The problem: Return the lines below that carry the word "river".

Collected data:
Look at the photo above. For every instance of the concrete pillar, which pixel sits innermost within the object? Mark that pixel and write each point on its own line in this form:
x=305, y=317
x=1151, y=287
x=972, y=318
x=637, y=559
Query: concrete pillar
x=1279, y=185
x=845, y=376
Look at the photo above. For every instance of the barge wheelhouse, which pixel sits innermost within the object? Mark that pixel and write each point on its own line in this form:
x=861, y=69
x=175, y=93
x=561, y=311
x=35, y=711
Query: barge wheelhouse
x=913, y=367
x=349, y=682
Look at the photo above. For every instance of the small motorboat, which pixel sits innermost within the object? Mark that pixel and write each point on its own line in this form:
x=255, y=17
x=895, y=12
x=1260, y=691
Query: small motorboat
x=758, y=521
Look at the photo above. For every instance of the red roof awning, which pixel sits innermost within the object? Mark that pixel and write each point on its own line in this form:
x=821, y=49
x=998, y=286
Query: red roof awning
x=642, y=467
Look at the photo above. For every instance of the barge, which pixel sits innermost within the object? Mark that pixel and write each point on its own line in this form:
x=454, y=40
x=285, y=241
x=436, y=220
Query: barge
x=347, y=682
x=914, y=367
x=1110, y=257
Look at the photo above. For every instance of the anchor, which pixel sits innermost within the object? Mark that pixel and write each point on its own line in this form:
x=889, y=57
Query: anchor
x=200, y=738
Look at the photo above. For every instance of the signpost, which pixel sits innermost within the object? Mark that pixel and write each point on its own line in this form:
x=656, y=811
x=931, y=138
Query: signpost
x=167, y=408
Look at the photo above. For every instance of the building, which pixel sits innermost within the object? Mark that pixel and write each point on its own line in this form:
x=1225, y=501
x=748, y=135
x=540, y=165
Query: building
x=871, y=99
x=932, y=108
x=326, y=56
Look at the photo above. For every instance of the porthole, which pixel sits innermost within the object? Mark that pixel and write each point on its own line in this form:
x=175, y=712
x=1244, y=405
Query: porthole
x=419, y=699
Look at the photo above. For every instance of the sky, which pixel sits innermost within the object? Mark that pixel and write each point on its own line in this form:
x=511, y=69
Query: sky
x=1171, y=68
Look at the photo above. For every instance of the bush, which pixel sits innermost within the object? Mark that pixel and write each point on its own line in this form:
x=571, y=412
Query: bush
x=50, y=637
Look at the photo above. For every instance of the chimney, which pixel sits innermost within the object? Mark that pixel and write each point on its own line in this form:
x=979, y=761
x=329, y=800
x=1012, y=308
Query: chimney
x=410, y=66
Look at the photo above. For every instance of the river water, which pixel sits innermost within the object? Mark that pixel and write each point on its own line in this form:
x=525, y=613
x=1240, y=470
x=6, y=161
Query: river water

Response for this exercise:
Look at the photo above. For every instance of the river water, which pixel sits innermost within the object? Mark that pixel and write each point on its own line in this form:
Query: river water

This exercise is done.